──────── DATA SHOWN
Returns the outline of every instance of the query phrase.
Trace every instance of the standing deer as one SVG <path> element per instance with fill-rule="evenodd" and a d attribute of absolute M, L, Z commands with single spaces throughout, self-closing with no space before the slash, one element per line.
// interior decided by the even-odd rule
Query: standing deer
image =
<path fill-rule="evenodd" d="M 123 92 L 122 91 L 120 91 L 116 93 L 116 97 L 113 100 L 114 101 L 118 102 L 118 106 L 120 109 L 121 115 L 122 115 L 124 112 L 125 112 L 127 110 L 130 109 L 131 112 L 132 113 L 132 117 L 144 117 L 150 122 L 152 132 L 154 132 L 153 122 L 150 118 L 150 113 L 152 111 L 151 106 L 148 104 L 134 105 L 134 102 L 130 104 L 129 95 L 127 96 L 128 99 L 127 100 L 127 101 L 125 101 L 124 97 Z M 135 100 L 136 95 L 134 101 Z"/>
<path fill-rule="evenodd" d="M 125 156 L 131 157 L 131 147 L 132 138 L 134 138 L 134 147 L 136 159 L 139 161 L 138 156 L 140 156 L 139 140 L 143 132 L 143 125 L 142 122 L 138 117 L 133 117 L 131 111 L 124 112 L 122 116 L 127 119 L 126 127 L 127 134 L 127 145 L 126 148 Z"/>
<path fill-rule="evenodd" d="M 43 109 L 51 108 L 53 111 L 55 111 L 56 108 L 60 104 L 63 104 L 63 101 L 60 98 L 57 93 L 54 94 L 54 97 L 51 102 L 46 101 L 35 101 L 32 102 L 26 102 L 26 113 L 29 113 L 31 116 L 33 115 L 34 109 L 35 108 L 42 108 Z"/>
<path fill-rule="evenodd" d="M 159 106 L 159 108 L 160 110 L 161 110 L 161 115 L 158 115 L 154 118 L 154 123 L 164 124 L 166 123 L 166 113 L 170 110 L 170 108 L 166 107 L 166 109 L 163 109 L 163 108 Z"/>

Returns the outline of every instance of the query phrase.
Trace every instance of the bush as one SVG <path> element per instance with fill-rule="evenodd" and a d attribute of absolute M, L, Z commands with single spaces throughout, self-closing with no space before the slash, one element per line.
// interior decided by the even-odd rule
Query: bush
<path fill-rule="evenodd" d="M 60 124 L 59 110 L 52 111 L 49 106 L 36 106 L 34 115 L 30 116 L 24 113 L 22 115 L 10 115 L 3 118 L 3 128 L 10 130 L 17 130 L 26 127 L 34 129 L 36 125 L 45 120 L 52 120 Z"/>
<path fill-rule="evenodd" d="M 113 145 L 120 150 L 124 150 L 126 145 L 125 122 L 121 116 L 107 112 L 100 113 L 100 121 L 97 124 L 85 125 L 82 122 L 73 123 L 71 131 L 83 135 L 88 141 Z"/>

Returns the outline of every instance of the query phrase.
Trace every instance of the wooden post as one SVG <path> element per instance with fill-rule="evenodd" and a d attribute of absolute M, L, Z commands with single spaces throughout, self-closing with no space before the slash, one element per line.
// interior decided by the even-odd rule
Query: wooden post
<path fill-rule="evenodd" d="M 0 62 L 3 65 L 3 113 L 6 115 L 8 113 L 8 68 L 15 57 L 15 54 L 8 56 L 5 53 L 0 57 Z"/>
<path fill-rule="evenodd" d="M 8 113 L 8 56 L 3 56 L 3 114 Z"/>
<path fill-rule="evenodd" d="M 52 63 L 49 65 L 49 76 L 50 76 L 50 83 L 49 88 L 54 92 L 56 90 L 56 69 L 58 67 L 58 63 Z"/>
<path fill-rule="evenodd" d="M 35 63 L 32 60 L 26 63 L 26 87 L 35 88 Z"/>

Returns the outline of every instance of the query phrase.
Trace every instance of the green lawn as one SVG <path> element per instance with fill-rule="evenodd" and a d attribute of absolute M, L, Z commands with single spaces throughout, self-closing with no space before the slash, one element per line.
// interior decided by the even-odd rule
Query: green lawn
────────────────
_PROBLEM_.
Write out every one of the entries above again, line for line, with no changes.

_EXERCISE RESPONSE_.
Returns the outline of every instance of the query phrase.
Trace every instance of the standing deer as one SVG <path> element per instance with fill-rule="evenodd" and a d attribute of absolute M, L, Z commands with single spaces throughout, self-closing with no space before the slash, one element per line.
// interior decided by the even-odd rule
Query: standing deer
image =
<path fill-rule="evenodd" d="M 123 92 L 122 91 L 120 91 L 116 93 L 116 97 L 113 100 L 114 101 L 118 102 L 118 106 L 120 109 L 121 115 L 122 115 L 124 112 L 125 112 L 127 110 L 130 109 L 131 112 L 132 113 L 132 117 L 144 117 L 150 122 L 152 132 L 154 132 L 153 122 L 150 118 L 150 113 L 152 111 L 151 106 L 148 104 L 134 105 L 134 102 L 130 104 L 129 95 L 127 96 L 128 99 L 127 100 L 127 101 L 125 101 L 124 97 Z M 135 100 L 136 95 L 134 101 Z"/>
<path fill-rule="evenodd" d="M 125 156 L 131 157 L 131 147 L 132 138 L 134 138 L 134 147 L 136 159 L 139 161 L 138 156 L 140 156 L 139 140 L 143 132 L 143 125 L 142 122 L 138 117 L 133 117 L 131 111 L 124 112 L 122 116 L 127 119 L 126 127 L 127 134 L 127 145 L 126 148 Z"/>
<path fill-rule="evenodd" d="M 43 109 L 51 108 L 53 111 L 55 111 L 56 108 L 60 104 L 63 104 L 63 101 L 60 98 L 57 93 L 54 94 L 54 97 L 51 102 L 46 101 L 35 101 L 32 102 L 26 102 L 26 113 L 29 113 L 31 116 L 33 115 L 34 109 L 35 108 L 42 108 Z"/>
<path fill-rule="evenodd" d="M 159 106 L 159 108 L 160 110 L 161 110 L 161 115 L 158 115 L 154 118 L 154 123 L 164 124 L 166 123 L 166 113 L 170 110 L 170 108 L 166 107 L 166 109 L 163 109 L 163 108 Z"/>

Returns the outline of every instance of the query phrase.
Trace every instance of the bush as one SVG <path> element per instance with fill-rule="evenodd" and a d attribute of absolute M, L, Z commands with single spaces throughout, self-closing with no space before the slash, one element per line.
// interior decided by the even-odd rule
Query: bush
<path fill-rule="evenodd" d="M 60 124 L 59 110 L 52 111 L 49 106 L 36 106 L 34 115 L 30 116 L 24 113 L 22 115 L 10 115 L 3 118 L 3 128 L 10 130 L 17 130 L 26 127 L 34 129 L 36 125 L 45 120 L 52 120 Z"/>
<path fill-rule="evenodd" d="M 113 145 L 120 150 L 124 150 L 126 145 L 125 122 L 121 116 L 107 112 L 100 113 L 100 121 L 97 124 L 85 125 L 82 122 L 73 123 L 71 131 L 83 135 L 88 141 Z"/>

Returns the outline of every instance of the query phrase.
Trace every instance of the wooden post as one SVG <path> element per instance with fill-rule="evenodd" and a d attribute of absolute M, L, Z commands with single spaces throughout, self-closing with no space before the slash, one element per line.
// interior decided by the even-odd rule
Query: wooden post
<path fill-rule="evenodd" d="M 0 62 L 3 65 L 3 113 L 6 115 L 8 113 L 8 68 L 15 57 L 15 54 L 8 56 L 5 53 L 0 57 Z"/>
<path fill-rule="evenodd" d="M 8 113 L 8 56 L 3 56 L 3 114 Z"/>
<path fill-rule="evenodd" d="M 52 63 L 49 65 L 49 76 L 50 76 L 50 83 L 49 88 L 54 92 L 56 90 L 56 69 L 58 67 L 58 63 Z"/>
<path fill-rule="evenodd" d="M 35 63 L 32 60 L 26 63 L 26 87 L 35 88 Z"/>

Returns the outline of every instance of the query phrase.
Trace every instance of the green lawn as one SVG <path> element per instance with fill-rule="evenodd" and a d attribute of absolute M, L, Z commands with single spaces throughout, self-closing with no space before the slash, one element per line.
// interior decided by the even-odd rule
Query: green lawn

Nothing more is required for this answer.